Selected passage -
···
3/22/05: De-italicizing
Mar. 22nd, 2005 11:13 pmBopping around among the first few chapters, touching on both Jason and Clarity, trying to nail down the date at the start of each chapter, increasing emotion, focusing on strengthening Jason's motivations.
I put a paragraph of exposition near the top of the second Jason chapter, explaining how long it had been since he'd stolen the biocomputer, what had happened in the interim, and what he hoped to accomplish that day. It's one of several places I've increased exposition in these early chapters. I know that generally exposition is a bad thing, but I've been trying to "use exposition as ammunition" (Carol Emshwiller) and I'm using it only in those places where I see I haven't put enough information on the table (being too mysterious, or just too wrapped up in my own universe).
I've also given Jason a ring to wear -- his mother's ring, which he found in his parents' safe-deposit box, and which he will look at whenever he questions whether he's doing the right thing. I suspect I'm going to have to find a big payoff for that ring in the last few chapters (along with Sienna's father's watch, which kind of vanishes), but it should be a useful tool... it'll be interesting to see how Jason reacts to the thought of selling it when he and Sienna are on the run and short of cash.
···
Stored data -
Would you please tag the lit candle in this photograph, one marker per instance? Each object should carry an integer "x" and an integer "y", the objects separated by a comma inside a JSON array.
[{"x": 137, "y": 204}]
···
Required task 1 - Please translate this sentence from the revision log into Spanish: "It's one of several places I've increased exposition in these early chapters."
Required task 2 -
Answer from the revision log:
(a) Who is credited with the advice to "use exposition as ammunition"?
(b) Whose ring has Jason been given to wear?
(c) Whose watch is mentioned as something that kind of vanishes?
Required task 3 - Carry the revision log forward from its final sentence.

Task result 1 - Es uno de los varios lugares en los que he aumentado la exposición en estos primeros capítulos.

Task result 2 -
(a) Carol Emshwiller
(b) His mother's
(c) Sienna's father's

Task result 3 -
The other big change tonight was realizing that "I don't want to do that, he thought" is a lot weaker than "He didn't want to do that." The former is narrative about the character's thoughts; the latter is the character's thoughts as narrative, and puts the reader more firmly in the character's head. I did a global search for underlines and killed most of them, saving them for emphasis, foreign words, telepathy, and a few places where I want to indicate a character is thinking in words rather than in concepts. In general I see I used these underlines a lot more in the early chapters... I think this means I started realizing and applying this technique subconciously before I really understood it.
I'm not going to make fifty hours of editing this month. So be it. I didn't make 40,000 words during NaNoWriMo, either, and it was still worthwhile.
(no subject)
Date: 2005-03-23 10:23 am (UTC)I'm curious about "exposition as ammunition" -- it's a great phrase, which I think I get, but I'd love to hear an example or two.
(no subject)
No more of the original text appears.